TASK TO CARRY OUT: Please turn the items below into a Markdown table with the columns Row and Line, giving each line its own numbered row. Skip blank lines and leave the pictures out.

RECORDS SHOWN:
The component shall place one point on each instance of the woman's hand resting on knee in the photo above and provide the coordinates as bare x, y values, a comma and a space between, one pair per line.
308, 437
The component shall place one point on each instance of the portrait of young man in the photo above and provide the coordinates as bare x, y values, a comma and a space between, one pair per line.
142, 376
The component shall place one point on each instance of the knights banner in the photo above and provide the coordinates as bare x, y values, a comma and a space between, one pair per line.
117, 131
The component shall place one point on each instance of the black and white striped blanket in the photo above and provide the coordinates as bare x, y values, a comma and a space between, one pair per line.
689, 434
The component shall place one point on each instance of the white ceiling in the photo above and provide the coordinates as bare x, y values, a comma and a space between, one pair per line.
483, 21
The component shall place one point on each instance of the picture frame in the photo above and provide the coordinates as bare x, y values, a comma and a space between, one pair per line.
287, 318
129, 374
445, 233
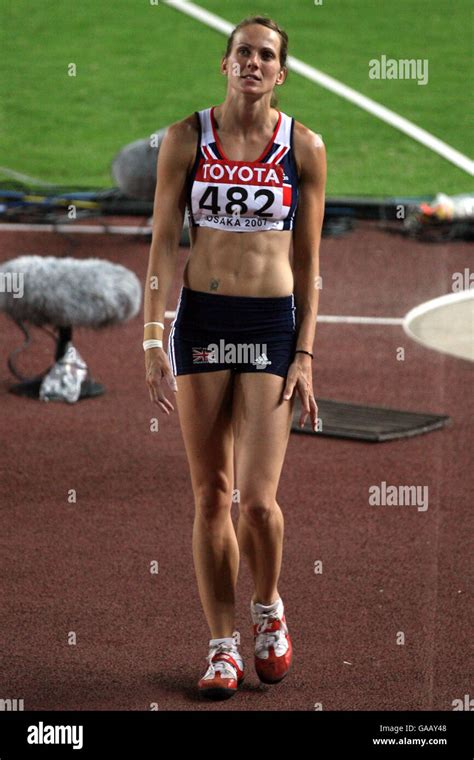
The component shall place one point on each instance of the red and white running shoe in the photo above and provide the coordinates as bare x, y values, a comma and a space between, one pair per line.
273, 647
224, 674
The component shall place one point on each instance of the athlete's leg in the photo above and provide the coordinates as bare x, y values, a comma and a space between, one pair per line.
204, 402
262, 423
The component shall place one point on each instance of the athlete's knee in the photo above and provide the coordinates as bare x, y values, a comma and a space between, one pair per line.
258, 510
213, 499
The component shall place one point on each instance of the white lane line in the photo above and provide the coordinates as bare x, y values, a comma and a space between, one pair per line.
367, 104
333, 319
91, 229
23, 177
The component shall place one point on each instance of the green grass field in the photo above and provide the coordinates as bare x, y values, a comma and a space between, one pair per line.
142, 66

ANSWER TO THE TASK:
| Row | Line |
|---|---|
| 1 | The component shall place one point on each instance of the woman's hand resting on knee in the photo above and provide the coordinates as bare x, y values, a comma and a space between, one pair per line. |
| 2 | 308, 437 |
| 3 | The component shall place one point on each instance of the portrait of young man in the photo above and provide the coordinates as bare x, y values, a comma and a space between, one pair per line. |
| 4 | 142, 376 |
| 5 | The component shall place one point on each instance of the knights banner in the photo above and provide the coordinates as bare x, y values, a comma and a space between, one pair per line. |
| 6 | 117, 131 |
| 7 | The component shall place one point on each instance of the black and white striped blanket in the photo above and provide the coordinates as bare x, y values, a comma and a space between, one pair per line. |
| 8 | 689, 434 |
| 9 | The component shall place one point on each instance of the white ceiling in the photo above and provide the coordinates as bare x, y values, a comma and a space between, one pair per line. |
| 10 | 483, 21 |
| 11 | The component shall place one point on each instance of the picture frame in the photo above and provide the coordinates as bare x, y values, a comma and a space between, one pair per line. |
| 12 | 287, 318 |
| 13 | 129, 374 |
| 14 | 445, 233 |
| 15 | The component shall place one point on each instance of the red and white running shoe in the photo above and provide the coordinates as bare x, y values, a comma and a space between, one pair per line. |
| 16 | 273, 647 |
| 17 | 224, 674 |
| 18 | The component shall place one point on each instance of the athlete's leg in the photo above and provide the coordinates as bare x, y values, a comma and a space between, one pair per line. |
| 19 | 204, 402 |
| 20 | 262, 423 |
| 21 | The component shall place one point on each instance of the athlete's knee in the photo above and provide the coordinates as bare x, y values, a comma and a space between, one pair per line. |
| 22 | 258, 510 |
| 23 | 213, 499 |
| 24 | The component shall place one point on each instance of the white lane line in the photo above and provide the coordinates as bare x, y values, a comma and a space between, one pair per line. |
| 25 | 367, 104 |
| 26 | 333, 319 |
| 27 | 91, 229 |
| 28 | 23, 177 |
| 29 | The component shall place one point on each instance of the green grass field in the photo above and provide the coordinates as bare x, y values, a comma and a space between, one pair per line. |
| 30 | 142, 66 |